▸ **WHAT YOU NEED TO DO**:
Write all entries out exactly, images excluded.

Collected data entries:

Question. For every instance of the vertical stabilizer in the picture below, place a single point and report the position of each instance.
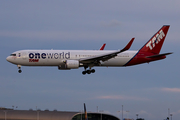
(85, 113)
(155, 43)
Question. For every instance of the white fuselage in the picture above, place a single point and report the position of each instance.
(56, 57)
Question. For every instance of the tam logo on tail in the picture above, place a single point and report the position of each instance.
(155, 43)
(155, 40)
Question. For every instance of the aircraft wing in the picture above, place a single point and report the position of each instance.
(105, 57)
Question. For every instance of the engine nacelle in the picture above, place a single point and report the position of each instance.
(69, 64)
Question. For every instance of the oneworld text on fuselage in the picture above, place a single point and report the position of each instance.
(61, 55)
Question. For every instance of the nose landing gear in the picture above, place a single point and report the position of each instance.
(19, 67)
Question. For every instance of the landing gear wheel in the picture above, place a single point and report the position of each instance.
(19, 71)
(83, 72)
(93, 71)
(88, 72)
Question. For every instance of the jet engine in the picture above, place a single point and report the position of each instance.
(69, 64)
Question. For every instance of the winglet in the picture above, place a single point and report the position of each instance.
(128, 45)
(85, 113)
(102, 47)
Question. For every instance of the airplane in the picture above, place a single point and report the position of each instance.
(102, 47)
(73, 59)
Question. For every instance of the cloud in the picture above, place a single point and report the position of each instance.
(174, 90)
(120, 97)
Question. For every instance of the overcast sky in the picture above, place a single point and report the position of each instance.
(146, 89)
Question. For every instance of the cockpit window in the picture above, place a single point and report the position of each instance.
(13, 55)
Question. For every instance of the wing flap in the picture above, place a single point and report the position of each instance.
(159, 55)
(105, 57)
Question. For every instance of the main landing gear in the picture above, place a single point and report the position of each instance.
(88, 71)
(19, 67)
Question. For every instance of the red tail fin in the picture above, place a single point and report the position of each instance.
(155, 43)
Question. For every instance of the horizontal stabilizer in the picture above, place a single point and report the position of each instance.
(159, 55)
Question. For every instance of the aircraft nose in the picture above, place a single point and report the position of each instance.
(8, 59)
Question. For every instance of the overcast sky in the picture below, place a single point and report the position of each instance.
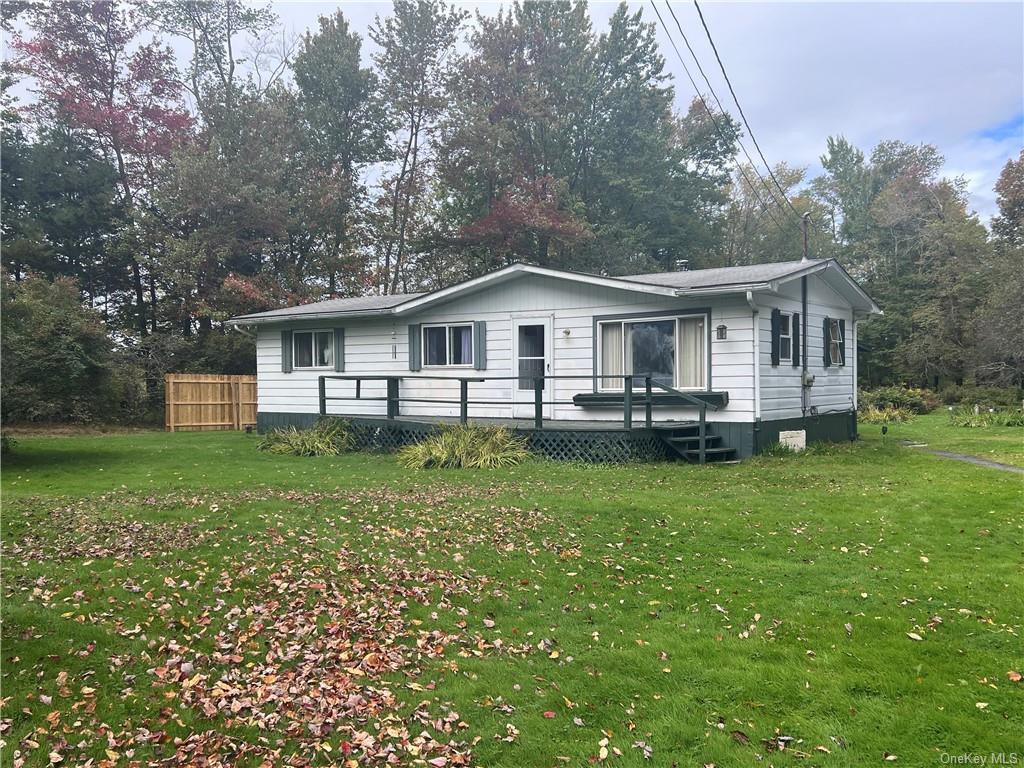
(947, 74)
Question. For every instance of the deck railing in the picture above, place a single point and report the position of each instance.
(631, 398)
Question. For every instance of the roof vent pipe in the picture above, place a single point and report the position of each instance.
(804, 220)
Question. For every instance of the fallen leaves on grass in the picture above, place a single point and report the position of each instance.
(306, 653)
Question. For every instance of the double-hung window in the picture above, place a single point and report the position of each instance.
(448, 345)
(312, 348)
(672, 350)
(836, 342)
(785, 337)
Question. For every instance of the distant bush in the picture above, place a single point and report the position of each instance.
(328, 437)
(966, 417)
(471, 446)
(918, 400)
(887, 415)
(984, 396)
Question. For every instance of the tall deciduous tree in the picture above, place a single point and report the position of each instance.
(95, 72)
(561, 146)
(998, 324)
(345, 127)
(417, 46)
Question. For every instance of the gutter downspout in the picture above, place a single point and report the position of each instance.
(804, 389)
(755, 316)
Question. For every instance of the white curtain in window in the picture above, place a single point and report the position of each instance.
(691, 353)
(611, 353)
(466, 345)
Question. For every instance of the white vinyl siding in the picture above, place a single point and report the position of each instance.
(834, 386)
(380, 347)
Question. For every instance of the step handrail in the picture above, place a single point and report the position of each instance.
(701, 409)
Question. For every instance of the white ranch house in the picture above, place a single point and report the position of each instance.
(767, 348)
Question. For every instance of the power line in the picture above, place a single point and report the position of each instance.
(714, 121)
(754, 166)
(750, 130)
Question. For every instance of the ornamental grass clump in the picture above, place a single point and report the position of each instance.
(888, 415)
(327, 437)
(469, 446)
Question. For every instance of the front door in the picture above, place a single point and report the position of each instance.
(531, 358)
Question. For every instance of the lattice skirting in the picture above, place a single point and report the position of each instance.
(615, 446)
(597, 445)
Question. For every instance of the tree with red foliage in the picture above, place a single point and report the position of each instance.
(94, 73)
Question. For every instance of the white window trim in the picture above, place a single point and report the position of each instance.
(448, 344)
(312, 341)
(836, 337)
(781, 357)
(654, 318)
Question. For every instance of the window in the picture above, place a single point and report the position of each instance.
(312, 348)
(785, 337)
(836, 342)
(671, 350)
(448, 345)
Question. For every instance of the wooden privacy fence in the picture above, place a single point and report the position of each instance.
(209, 401)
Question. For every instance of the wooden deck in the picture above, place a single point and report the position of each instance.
(550, 425)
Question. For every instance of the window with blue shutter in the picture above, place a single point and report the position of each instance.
(286, 351)
(414, 347)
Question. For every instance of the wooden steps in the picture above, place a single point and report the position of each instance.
(684, 440)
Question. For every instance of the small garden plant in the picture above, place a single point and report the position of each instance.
(470, 446)
(885, 415)
(328, 437)
(966, 416)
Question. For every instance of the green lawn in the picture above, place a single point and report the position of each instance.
(1004, 444)
(181, 596)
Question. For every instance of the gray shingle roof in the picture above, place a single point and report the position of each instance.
(368, 304)
(722, 276)
(719, 278)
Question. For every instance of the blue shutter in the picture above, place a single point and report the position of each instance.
(414, 347)
(339, 349)
(286, 351)
(795, 333)
(480, 345)
(825, 337)
(776, 330)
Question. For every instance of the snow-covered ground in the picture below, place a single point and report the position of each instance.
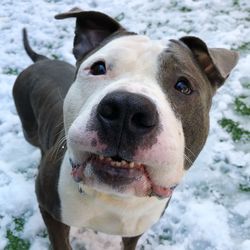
(209, 210)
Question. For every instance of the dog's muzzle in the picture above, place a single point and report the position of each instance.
(126, 121)
(123, 122)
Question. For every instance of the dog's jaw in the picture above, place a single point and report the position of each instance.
(84, 206)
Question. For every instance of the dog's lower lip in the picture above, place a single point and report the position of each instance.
(121, 173)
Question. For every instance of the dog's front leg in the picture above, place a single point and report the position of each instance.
(58, 232)
(129, 243)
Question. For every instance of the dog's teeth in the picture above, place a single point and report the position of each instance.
(131, 164)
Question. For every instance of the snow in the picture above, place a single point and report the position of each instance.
(207, 211)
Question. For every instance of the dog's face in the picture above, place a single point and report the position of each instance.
(136, 116)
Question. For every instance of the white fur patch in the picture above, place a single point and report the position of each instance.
(132, 64)
(105, 213)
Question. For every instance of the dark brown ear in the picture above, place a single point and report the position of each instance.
(91, 29)
(217, 63)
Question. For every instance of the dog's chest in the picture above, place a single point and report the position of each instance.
(105, 213)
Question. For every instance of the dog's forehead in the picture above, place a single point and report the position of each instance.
(129, 48)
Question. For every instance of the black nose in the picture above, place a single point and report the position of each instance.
(127, 113)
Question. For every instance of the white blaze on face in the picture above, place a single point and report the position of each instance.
(132, 65)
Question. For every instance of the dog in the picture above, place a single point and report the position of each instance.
(118, 131)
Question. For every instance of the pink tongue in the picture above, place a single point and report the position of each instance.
(162, 191)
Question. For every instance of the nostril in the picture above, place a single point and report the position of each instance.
(109, 111)
(143, 120)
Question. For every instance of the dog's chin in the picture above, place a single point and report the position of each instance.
(117, 176)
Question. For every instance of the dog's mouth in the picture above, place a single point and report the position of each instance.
(114, 174)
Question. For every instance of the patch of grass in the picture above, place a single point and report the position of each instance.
(234, 129)
(16, 243)
(241, 107)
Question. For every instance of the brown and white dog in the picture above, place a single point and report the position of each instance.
(118, 132)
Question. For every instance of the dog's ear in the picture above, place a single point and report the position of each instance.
(91, 29)
(217, 63)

▸ **WRITTEN RESPONSE**:
Question. For every instance of the vertical stabilizer in the picture below, place a single point and report the position of each instance.
(85, 113)
(155, 43)
Question. For every instance of the white fuselage in the picture above, place a single point and report the position of each instance.
(56, 57)
Question. For every instance of the tam logo on tail in the picture above, place a single point and report the position of each instance.
(155, 43)
(155, 40)
Question. For every instance of the aircraft wing in the picture above, place a single point and report the position of each instance.
(105, 57)
Question. For every instance of the engine nacelle in the picture above, place a single point and report the position of each instance.
(69, 64)
Question. For every instance of the oneworld text on fuselage in the picture above, place a single point and report the position of each instance.
(61, 55)
Question. For every instance of the nose landing gear in the picture above, place a single point and report the position of each instance.
(19, 67)
Question. For every instance of the landing gear wheel in the picture above, place a single point and report the position of each instance.
(19, 71)
(83, 72)
(93, 71)
(88, 72)
Question. For every instance of the jet engine in the picture above, place a single point and report the position of each instance.
(69, 64)
Question. For every instance of the winglet in the picture above, place a single point and report the position of each instance.
(128, 45)
(85, 113)
(102, 47)
Question. For every instance of the airplane in the picture above, place a single point and report the position of each instance.
(102, 47)
(73, 59)
Question. For every instance of the cloud in the picture above, place a single point and report the position of each instance.
(174, 90)
(120, 97)
Question. For every instance of the overcast sky in the picture above, place a single point and report the position of each instance.
(146, 89)
Question. For every instance of the cockpit window in the picture above, place a single point and report the position of each instance.
(13, 55)
Question. For every instance of the wing flap in the picture above, place a single point and report the position of each instance.
(159, 55)
(105, 57)
Question. For every instance of the main landing gear in the picture above, place a single point and report the position of each instance.
(88, 71)
(19, 67)
Question. For every instance of the red tail fin in the picture above, place a single point and report the position of each instance.
(155, 43)
Question. For every instance of the horizontal stabilizer in the picture above, place a single point and report the position of each instance.
(159, 55)
Question. For every instance of the aircraft nose in the picture above, place a single point and report the position of each instance.
(8, 59)
Question. For every instance of the overcast sky in the picture below, place a single point and report the position of each instance.
(947, 74)
Question. For every instance of the deck railing in the picture above, place a single point and report the position of each instance.
(631, 398)
Question. For every instance of the roof vent pipe in the picture above, place a single point and report the position of each instance.
(804, 220)
Question. For every instance of the fallen leaves on grass in the picture above, place a single point and report the position of each instance.
(306, 653)
Question. For every instance of the double-hung window in the picture above, place a single point and report the position of each instance.
(448, 345)
(312, 348)
(672, 350)
(836, 342)
(785, 337)
Question. For every instance of the distant bush in the picture above, place a single point and report the position of each instance.
(328, 437)
(966, 417)
(471, 446)
(918, 400)
(887, 415)
(984, 396)
Question. For every instance of the tall deciduous tree in the picture above, place a single point and report the position of each instance.
(95, 72)
(561, 146)
(998, 324)
(345, 127)
(417, 46)
Question. For every instance of the gutter downspout in the picture above, place a single point and report the position of each instance.
(804, 389)
(755, 316)
Question. For every instance of the white curtain in window in the picture above, place a single point and report the position of each instance.
(691, 353)
(611, 353)
(466, 345)
Question. For every instance of the white vinyl siding in the picture above, place a single point and report the position of each instance.
(834, 386)
(380, 347)
Question. For every instance of the step handrail in the picture above, place a single point and report the position of each instance.
(701, 409)
Question. For every instance of the white ranch house in the picture above, place a single point and report the position of each instance.
(767, 348)
Question. For every instance of the power line in the picture above, place a single point and report the position of each instance.
(714, 121)
(754, 166)
(750, 130)
Question. For every instance of the ornamental grass clump in the picture above, place a single point and report the position of each instance.
(888, 415)
(327, 437)
(469, 446)
Question. For every instance of the front door in the picture above, place a single point and report the position of each instance.
(531, 358)
Question. For every instance of the lattice skirting in the picture above, place a single point and report the position of each instance.
(615, 446)
(597, 445)
Question. For every instance of the tree with red foliage in the picture above, place a single point and report the position of each instance.
(94, 73)
Question. For every instance of the white window trim in the picture above, place a single point and report the position of each instance.
(448, 344)
(312, 341)
(836, 337)
(781, 357)
(654, 318)
Question. For every instance of the window in the picture above, place a single point and report the position of each instance.
(312, 348)
(785, 337)
(836, 342)
(671, 350)
(448, 345)
Question. For every instance of the wooden privacy fence in the picture above, place a single point and report the position of each instance.
(209, 401)
Question. For every instance of the wooden deck in the picture above, place a single point and report the position of each instance.
(550, 425)
Question. For every instance of the window with blue shutter in the picture above, place a single point and report the position of each instance.
(286, 351)
(414, 347)
Question. For every instance of the wooden steps in the picture above, place a single point and report the position of each instance.
(684, 440)
Question. For every instance of the small garden plant in the picture above, place a single point and report the position of each instance.
(470, 446)
(885, 415)
(328, 437)
(966, 416)
Question. For every instance of the green lawn in the picture above, place a single point and report the position of each instance.
(1004, 444)
(181, 596)
Question. For every instance of the gray shingle roof in the picture above, place a single point and report the position of each instance.
(368, 304)
(722, 276)
(719, 278)
Question. For every instance of the blue shutter in the picture above, place a single point and report the position of each instance.
(414, 347)
(339, 349)
(286, 351)
(795, 333)
(480, 345)
(825, 337)
(776, 330)
Question. For every instance of the snow-covered ground in the picture below, place a single point and report the position of each instance.
(209, 210)
Question. For every instance of the dog's muzzle in the picture above, place a single point and report the position of each instance.
(126, 121)
(123, 122)
Question. For every instance of the dog's jaw in the picture above, place a single point and report the position of each instance.
(84, 206)
Question. For every instance of the dog's lower lip in the picture above, place a single point and report the position of each instance.
(121, 173)
Question. For every instance of the dog's front leg in the picture above, place a single point and report the position of each instance.
(58, 232)
(129, 243)
Question. For every instance of the dog's teeth in the picture above, place a single point and report the position of each instance.
(131, 164)
Question. For every instance of the snow in the picture above, place a single point and report the position of each instance.
(207, 211)
Question. For every instance of the dog's face in the picture above, place a single point and report the position of each instance.
(136, 116)
Question. For every instance of the white fur patch in the picture above, place a single point and report the position of each instance.
(132, 64)
(105, 213)
Question. For every instance of the dark brown ear in the picture above, place a single point and report the position of each instance.
(91, 29)
(217, 63)
Question. For every instance of the dog's chest in the picture above, place a single point and report the position of each instance.
(105, 213)
Question. For every instance of the dog's forehead in the picture above, place a single point and report the position of each instance.
(129, 48)
Question. For every instance of the black nose in the picture above, place a single point and report the position of each instance.
(127, 113)
Question. For every instance of the white blaze on face in the picture above, place a single point and report the position of each instance.
(132, 65)
Question. For every instance of the dog in the picture above, place a single point and report the position of each instance.
(118, 131)
Question. For every instance of the pink tongue in the picture above, place a single point and report the position of each instance.
(162, 191)
Question. For every instance of the nostril in the picture above, place a single point and report the position of each instance.
(109, 111)
(143, 120)
Question. For every instance of the dog's chin in the picture above, place a single point and report the position of each instance.
(117, 176)
Question. For every instance of the dog's mouth in the picture above, place a single point and report the position of each instance.
(114, 174)
Question. For every instance of the patch of grass in the picture above, place a single point and report the position of each instance.
(234, 129)
(16, 243)
(241, 107)
Question. For every instance of the brown and white dog in the picture above, place a single point and report the position of each instance.
(118, 132)
Question. For every instance of the dog's ear in the picture above, place a single point and report the position of each instance.
(91, 29)
(217, 63)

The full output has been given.